# Task details
Write the listing out again, all of it, word for word.
::: Data to use :::
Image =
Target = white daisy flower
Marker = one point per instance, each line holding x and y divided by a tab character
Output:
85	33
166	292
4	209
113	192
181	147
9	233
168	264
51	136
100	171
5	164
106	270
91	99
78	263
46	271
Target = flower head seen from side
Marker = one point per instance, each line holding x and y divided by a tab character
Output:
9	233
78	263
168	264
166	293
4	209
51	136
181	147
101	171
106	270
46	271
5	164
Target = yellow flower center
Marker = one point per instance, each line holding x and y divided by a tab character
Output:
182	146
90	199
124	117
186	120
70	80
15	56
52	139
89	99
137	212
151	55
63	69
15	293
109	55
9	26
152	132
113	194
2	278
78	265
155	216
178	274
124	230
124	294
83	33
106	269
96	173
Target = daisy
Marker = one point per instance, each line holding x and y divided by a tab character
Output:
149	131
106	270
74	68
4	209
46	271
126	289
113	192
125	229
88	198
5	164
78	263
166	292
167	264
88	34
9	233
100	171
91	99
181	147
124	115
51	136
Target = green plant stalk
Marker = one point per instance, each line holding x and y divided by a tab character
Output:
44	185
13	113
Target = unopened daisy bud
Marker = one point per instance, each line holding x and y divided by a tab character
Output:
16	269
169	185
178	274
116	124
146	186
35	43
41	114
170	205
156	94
:::
# Task solution
Image =
Target = white daisy flower
Marker = one point per instance, each line holding x and y divided by a tab character
Output:
85	33
166	292
4	209
113	192
181	147
9	233
168	264
51	136
100	171
5	164
106	270
91	99
78	263
46	271
Target = flower head seen from side
Marker = one point per instance, each line holding x and y divided by a tab character
Output:
9	233
78	263
168	264
166	293
4	209
51	136
181	147
101	171
106	270
46	271
5	164
Target = yellow flower center
Marker = one point per instance, each line holding x and y divided by a tab character
Output:
182	146
90	199
124	117
186	120
70	80
15	56
52	139
89	99
137	212
151	55
63	69
15	293
109	55
9	26
152	132
113	194
2	278
78	265
155	216
178	274
124	230
124	294
83	33
106	269
96	173
Target = daisy
Marker = one point per instance, each line holding x and y divided by a tab character
Output:
149	131
106	270
74	68
4	209
46	271
126	289
113	192
125	229
88	198
5	164
78	263
166	292
167	264
88	34
9	233
100	171
91	99
181	147
124	115
51	136
Target = green plant stalk
Marker = one point per instance, each line holding x and y divided by a tab character
Output:
44	185
13	113
Target = unopened daisy bud
Marker = one point per instance, each line holding x and y divided by a tab character
Output:
16	269
169	185
178	274
116	124
146	186
35	43
41	114
170	205
156	94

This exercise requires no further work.